Image point grounding data:

*** Block opens ***

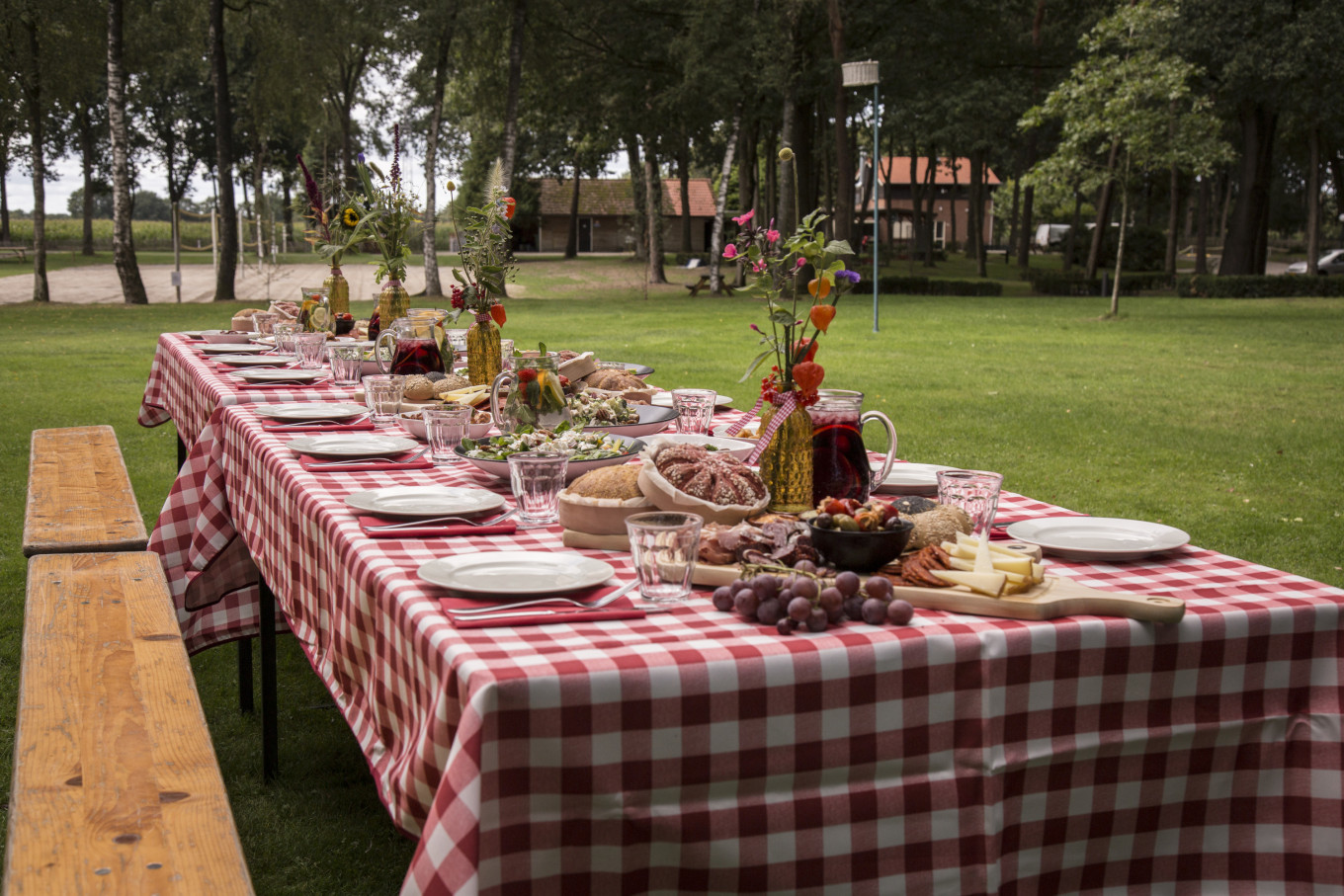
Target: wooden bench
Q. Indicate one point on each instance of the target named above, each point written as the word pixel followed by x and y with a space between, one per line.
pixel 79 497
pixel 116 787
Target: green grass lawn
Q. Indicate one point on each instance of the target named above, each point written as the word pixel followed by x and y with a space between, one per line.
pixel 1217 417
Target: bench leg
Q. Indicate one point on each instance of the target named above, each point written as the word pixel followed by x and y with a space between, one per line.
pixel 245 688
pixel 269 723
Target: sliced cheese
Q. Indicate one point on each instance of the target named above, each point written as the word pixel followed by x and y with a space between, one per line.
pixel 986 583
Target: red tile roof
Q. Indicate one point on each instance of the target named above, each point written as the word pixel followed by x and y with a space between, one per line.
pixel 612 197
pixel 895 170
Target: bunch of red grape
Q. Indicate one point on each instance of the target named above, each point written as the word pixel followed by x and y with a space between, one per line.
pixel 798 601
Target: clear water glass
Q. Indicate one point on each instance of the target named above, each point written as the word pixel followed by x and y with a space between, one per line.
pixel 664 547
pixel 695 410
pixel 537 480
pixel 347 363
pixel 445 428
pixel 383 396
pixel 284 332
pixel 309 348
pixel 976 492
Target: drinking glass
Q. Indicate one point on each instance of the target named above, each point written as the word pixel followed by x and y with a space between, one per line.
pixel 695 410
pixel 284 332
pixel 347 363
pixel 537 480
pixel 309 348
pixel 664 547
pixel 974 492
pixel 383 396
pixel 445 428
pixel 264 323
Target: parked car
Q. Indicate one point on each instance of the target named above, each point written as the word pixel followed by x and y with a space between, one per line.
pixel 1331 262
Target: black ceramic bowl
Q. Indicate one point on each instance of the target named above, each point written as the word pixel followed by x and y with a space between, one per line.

*** Block closes ***

▶ **About this task**
Using the entries above, return each line that includes the word "bench".

▶ **Task solution**
Target: wooden bench
Target: bench leg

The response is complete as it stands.